=== Begin Enclosure ===
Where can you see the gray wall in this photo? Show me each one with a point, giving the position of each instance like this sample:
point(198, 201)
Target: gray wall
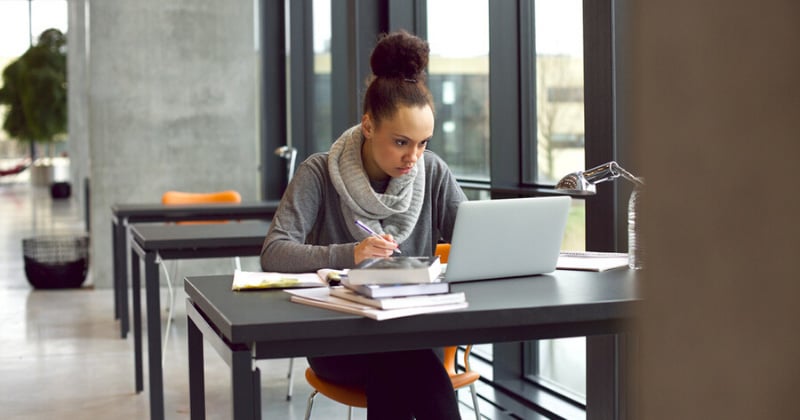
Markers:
point(716, 105)
point(163, 95)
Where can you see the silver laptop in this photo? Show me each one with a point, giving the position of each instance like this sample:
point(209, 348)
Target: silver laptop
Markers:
point(506, 238)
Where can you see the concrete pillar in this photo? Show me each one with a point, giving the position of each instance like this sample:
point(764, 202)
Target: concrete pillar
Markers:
point(165, 97)
point(715, 105)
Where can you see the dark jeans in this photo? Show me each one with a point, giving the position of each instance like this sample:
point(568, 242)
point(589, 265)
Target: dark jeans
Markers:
point(399, 385)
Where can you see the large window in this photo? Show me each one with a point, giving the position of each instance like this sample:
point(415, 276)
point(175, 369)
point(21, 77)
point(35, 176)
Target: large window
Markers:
point(22, 22)
point(524, 94)
point(458, 34)
point(322, 135)
point(558, 27)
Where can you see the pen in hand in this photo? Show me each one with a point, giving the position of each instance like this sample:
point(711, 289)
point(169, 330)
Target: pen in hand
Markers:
point(367, 229)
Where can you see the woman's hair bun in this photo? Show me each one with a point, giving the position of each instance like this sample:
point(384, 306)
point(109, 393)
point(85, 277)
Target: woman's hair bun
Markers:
point(400, 54)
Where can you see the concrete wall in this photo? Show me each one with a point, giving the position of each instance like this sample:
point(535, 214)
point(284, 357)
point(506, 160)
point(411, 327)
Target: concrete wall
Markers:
point(163, 96)
point(716, 105)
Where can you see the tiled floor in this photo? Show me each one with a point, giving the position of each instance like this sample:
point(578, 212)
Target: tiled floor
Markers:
point(60, 352)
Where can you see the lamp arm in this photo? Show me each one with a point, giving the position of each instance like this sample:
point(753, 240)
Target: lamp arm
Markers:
point(625, 174)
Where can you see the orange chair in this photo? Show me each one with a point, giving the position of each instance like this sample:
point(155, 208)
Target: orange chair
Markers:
point(180, 197)
point(356, 397)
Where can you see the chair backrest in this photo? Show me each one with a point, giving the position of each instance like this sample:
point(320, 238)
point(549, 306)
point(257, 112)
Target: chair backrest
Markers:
point(442, 250)
point(181, 197)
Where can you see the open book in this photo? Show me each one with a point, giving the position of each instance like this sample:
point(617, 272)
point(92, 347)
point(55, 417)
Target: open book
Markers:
point(321, 298)
point(591, 261)
point(247, 280)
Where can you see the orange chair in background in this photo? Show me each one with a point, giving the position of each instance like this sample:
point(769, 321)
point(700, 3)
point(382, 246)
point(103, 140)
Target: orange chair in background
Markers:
point(356, 397)
point(180, 197)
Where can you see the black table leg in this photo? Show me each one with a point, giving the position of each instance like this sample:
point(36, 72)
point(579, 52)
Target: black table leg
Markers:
point(605, 366)
point(115, 251)
point(246, 386)
point(119, 241)
point(153, 308)
point(197, 401)
point(136, 284)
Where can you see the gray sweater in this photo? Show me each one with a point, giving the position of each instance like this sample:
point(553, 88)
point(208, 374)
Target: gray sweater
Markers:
point(308, 231)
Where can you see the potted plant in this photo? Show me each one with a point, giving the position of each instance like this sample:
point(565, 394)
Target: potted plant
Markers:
point(35, 93)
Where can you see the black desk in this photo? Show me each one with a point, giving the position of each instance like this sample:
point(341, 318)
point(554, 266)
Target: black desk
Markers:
point(243, 326)
point(123, 215)
point(177, 242)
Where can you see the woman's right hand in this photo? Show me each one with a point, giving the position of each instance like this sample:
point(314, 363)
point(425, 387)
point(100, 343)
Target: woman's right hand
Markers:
point(374, 247)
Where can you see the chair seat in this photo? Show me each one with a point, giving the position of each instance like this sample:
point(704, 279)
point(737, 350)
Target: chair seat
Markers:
point(355, 396)
point(463, 379)
point(348, 395)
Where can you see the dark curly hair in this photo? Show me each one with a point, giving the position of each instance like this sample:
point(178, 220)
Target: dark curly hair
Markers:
point(398, 66)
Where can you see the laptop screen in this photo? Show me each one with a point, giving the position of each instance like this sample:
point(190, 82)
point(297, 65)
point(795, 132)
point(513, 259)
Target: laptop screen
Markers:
point(506, 238)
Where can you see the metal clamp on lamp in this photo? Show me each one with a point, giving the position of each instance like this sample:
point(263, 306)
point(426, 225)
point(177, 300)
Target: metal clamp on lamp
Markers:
point(582, 183)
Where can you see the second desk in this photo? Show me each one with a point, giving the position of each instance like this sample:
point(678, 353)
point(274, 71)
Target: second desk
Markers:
point(151, 242)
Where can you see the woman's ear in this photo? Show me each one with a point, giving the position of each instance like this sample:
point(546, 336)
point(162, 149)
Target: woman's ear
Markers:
point(366, 126)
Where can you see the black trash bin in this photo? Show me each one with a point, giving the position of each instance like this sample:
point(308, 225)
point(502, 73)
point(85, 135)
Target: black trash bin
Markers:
point(60, 190)
point(56, 262)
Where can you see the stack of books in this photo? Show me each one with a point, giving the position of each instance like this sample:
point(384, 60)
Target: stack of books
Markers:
point(387, 288)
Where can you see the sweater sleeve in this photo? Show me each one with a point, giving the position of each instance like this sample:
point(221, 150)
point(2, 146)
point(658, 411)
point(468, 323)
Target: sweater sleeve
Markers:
point(285, 248)
point(446, 193)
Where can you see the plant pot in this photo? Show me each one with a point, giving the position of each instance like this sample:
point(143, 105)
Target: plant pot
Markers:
point(56, 262)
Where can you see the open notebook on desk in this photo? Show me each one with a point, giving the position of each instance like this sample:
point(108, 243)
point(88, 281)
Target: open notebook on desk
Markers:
point(591, 261)
point(321, 298)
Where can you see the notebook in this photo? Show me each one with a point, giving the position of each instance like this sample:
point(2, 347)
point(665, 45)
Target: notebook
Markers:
point(506, 238)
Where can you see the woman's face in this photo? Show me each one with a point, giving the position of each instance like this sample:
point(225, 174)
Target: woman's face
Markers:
point(392, 148)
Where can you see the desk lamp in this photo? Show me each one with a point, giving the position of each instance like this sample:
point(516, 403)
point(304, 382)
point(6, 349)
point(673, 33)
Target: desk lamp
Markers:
point(582, 183)
point(290, 154)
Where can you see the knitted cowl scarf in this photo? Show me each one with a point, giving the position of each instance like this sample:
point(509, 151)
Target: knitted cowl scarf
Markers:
point(394, 212)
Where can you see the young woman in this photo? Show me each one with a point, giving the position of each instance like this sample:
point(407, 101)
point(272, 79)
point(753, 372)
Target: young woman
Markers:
point(378, 172)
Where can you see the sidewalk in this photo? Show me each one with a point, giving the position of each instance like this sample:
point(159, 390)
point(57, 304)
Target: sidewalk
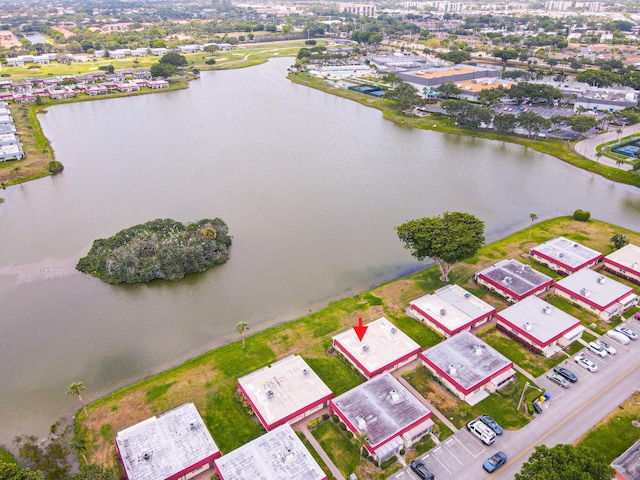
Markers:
point(587, 148)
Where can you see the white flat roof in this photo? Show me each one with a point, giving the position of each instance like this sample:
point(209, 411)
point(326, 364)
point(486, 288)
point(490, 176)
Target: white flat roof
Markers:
point(567, 252)
point(285, 389)
point(594, 287)
point(159, 447)
point(381, 408)
point(277, 455)
point(514, 276)
point(385, 345)
point(628, 256)
point(452, 306)
point(539, 320)
point(466, 360)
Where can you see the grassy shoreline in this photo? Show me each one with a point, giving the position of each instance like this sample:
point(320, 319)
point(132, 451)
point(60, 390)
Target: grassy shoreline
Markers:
point(560, 149)
point(210, 380)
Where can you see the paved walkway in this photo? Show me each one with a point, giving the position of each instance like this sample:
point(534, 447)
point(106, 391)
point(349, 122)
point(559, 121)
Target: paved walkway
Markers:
point(587, 148)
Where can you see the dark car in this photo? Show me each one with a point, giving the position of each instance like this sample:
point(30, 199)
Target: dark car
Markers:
point(421, 470)
point(494, 462)
point(568, 374)
point(491, 423)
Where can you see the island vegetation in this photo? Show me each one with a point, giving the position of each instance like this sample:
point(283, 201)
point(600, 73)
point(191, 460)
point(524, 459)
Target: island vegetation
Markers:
point(161, 248)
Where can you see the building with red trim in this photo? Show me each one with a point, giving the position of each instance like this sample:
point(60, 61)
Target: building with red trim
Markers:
point(173, 446)
point(468, 367)
point(285, 392)
point(624, 263)
point(276, 455)
point(513, 280)
point(593, 291)
point(565, 256)
point(390, 416)
point(539, 326)
point(383, 348)
point(450, 310)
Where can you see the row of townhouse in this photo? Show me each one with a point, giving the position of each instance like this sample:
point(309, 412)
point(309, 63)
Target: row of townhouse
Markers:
point(10, 146)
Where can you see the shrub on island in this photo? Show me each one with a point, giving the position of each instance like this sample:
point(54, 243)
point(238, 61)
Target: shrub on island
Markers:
point(161, 248)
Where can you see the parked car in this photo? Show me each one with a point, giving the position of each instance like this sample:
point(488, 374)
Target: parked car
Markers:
point(607, 348)
point(566, 373)
point(494, 462)
point(626, 331)
point(559, 379)
point(597, 349)
point(491, 423)
point(586, 363)
point(421, 470)
point(620, 337)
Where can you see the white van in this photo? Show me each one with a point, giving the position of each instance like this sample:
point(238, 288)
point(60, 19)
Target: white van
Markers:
point(620, 337)
point(482, 431)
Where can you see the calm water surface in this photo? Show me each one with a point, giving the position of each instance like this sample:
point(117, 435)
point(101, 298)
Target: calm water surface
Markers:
point(310, 185)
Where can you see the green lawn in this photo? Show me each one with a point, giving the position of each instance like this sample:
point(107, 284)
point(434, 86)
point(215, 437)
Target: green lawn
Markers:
point(335, 443)
point(615, 433)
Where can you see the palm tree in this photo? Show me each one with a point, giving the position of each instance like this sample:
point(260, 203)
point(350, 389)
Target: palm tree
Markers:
point(241, 327)
point(74, 389)
point(79, 445)
point(533, 218)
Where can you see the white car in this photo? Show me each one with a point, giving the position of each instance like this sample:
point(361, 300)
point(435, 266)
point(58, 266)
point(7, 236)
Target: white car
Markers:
point(620, 337)
point(597, 349)
point(607, 348)
point(586, 363)
point(626, 331)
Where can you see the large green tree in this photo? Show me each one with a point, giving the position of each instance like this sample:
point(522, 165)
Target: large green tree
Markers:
point(565, 462)
point(446, 239)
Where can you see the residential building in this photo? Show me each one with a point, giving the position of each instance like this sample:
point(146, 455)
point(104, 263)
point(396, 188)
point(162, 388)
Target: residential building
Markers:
point(386, 412)
point(539, 326)
point(450, 310)
point(624, 263)
point(565, 256)
point(276, 455)
point(514, 280)
point(593, 291)
point(285, 392)
point(468, 367)
point(383, 348)
point(175, 445)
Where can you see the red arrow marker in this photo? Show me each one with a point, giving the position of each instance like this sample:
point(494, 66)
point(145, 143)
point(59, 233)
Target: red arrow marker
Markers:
point(360, 329)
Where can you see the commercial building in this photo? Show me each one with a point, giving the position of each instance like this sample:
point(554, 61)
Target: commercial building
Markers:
point(513, 280)
point(593, 291)
point(276, 455)
point(285, 392)
point(624, 263)
point(539, 326)
point(469, 367)
point(173, 446)
point(450, 310)
point(390, 416)
point(383, 348)
point(565, 256)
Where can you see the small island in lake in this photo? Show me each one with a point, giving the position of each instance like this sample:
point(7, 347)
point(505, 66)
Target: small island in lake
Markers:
point(161, 248)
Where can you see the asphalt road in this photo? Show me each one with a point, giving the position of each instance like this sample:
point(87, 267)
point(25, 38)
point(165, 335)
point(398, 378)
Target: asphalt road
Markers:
point(570, 413)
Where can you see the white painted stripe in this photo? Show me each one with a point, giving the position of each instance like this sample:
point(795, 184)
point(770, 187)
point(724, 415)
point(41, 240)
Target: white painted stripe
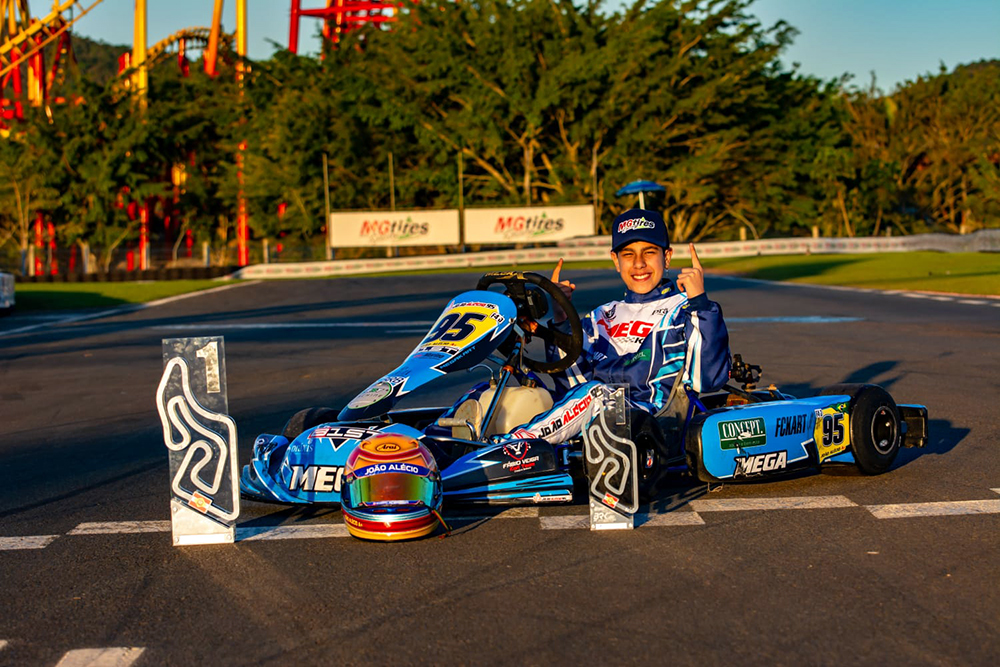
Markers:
point(952, 508)
point(566, 521)
point(122, 310)
point(254, 533)
point(291, 325)
point(680, 518)
point(754, 504)
point(101, 657)
point(26, 542)
point(116, 527)
point(510, 513)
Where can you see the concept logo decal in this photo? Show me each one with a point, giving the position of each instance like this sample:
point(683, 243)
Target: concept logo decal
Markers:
point(207, 439)
point(371, 395)
point(760, 463)
point(742, 433)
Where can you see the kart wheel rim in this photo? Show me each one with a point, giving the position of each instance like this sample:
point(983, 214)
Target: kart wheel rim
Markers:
point(884, 430)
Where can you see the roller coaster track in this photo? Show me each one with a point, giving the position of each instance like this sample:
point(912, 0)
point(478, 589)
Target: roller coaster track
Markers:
point(188, 37)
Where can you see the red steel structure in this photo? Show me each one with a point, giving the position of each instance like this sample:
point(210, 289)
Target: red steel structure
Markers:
point(340, 17)
point(26, 45)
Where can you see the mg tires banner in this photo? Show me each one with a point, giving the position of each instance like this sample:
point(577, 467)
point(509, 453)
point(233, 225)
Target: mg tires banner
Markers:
point(393, 228)
point(536, 224)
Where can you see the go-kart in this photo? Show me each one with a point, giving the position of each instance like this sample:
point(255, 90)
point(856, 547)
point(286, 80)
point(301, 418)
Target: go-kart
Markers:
point(741, 433)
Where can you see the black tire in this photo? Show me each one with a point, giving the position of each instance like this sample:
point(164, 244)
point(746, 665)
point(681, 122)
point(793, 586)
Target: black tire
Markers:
point(876, 433)
point(306, 419)
point(649, 443)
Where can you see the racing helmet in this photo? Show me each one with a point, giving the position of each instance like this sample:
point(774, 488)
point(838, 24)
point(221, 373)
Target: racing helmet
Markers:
point(391, 489)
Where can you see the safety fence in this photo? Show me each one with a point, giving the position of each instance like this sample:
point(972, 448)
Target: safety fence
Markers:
point(597, 248)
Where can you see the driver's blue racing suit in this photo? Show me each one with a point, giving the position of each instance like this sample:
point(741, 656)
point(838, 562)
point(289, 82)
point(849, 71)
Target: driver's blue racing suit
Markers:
point(643, 341)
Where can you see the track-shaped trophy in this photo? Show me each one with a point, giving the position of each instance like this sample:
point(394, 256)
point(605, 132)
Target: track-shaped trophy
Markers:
point(201, 438)
point(612, 463)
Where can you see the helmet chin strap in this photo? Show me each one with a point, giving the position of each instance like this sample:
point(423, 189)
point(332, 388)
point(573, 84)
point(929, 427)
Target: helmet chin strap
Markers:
point(447, 528)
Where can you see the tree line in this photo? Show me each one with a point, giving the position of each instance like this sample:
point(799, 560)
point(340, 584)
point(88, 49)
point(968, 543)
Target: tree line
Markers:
point(540, 102)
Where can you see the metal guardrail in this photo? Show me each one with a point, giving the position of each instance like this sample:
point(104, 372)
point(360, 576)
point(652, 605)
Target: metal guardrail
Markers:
point(597, 248)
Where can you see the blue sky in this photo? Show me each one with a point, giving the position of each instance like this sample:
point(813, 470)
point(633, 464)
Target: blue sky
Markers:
point(897, 39)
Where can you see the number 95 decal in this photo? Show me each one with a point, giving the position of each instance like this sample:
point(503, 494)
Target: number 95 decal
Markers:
point(832, 431)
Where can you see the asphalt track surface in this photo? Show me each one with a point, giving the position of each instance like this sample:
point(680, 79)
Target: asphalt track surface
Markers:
point(80, 443)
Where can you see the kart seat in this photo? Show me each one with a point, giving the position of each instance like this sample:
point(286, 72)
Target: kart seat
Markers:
point(518, 405)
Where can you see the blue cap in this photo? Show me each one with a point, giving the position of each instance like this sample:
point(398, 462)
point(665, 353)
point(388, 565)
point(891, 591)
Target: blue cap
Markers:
point(639, 224)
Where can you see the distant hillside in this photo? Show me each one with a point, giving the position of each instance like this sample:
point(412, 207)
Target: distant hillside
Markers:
point(97, 61)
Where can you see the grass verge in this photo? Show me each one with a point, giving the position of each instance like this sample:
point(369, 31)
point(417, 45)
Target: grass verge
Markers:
point(962, 273)
point(81, 296)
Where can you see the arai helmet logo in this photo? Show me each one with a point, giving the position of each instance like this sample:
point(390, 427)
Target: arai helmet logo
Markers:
point(742, 433)
point(516, 450)
point(635, 223)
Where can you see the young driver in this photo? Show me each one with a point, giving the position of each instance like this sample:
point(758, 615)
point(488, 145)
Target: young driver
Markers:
point(659, 329)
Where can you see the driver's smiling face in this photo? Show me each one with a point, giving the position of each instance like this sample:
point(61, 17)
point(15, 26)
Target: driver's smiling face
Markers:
point(642, 265)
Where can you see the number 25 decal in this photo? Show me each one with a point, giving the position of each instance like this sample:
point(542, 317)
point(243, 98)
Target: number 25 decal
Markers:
point(833, 429)
point(456, 327)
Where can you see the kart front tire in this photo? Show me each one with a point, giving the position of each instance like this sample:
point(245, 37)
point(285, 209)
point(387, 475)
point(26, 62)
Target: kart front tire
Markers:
point(306, 419)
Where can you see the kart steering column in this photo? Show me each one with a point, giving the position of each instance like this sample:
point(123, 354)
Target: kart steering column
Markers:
point(505, 372)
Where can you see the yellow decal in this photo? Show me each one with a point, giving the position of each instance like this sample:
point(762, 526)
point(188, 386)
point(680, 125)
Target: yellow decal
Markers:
point(833, 431)
point(462, 324)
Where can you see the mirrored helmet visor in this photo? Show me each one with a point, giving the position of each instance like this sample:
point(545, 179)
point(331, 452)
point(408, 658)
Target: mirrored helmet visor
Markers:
point(391, 489)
=== End Enclosure ===
-- Assigned task --
Would you filter the records and copy out each line containing "coaster"?

-- Reply --
Where can you see the roller coaster track in this photo? Show me each one with a point, giving the position of each instance like this sample:
Target: roller coaster track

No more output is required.